- SHORT PROBLEM -
Rewrite the lines from the one containing "In the photograph below, where can the dark" through the one containing "In the photograph above, where", inclusive, changing "deepest" to "most central" and leaving everything else as it is.

- STORED ROWS -
::::::

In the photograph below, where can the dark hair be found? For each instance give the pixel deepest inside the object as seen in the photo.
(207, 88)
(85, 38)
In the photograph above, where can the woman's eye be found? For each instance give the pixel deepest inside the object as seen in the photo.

::::::

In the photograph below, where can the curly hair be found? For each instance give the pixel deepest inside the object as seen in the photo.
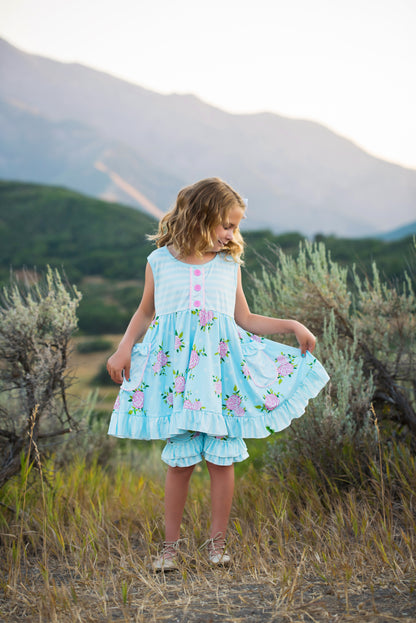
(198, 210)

::::::

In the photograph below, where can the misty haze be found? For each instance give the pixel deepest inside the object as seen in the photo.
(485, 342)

::::::

- REPLY TO THE TASK -
In the photograph below, where can the dark hair be found? For each instance give the pixel most central inside the object as seen in the photo.
(207, 88)
(85, 38)
In the photograph above, where can the woman's eye be found? For each instance give the pixel most central inside the object as seen in the photo.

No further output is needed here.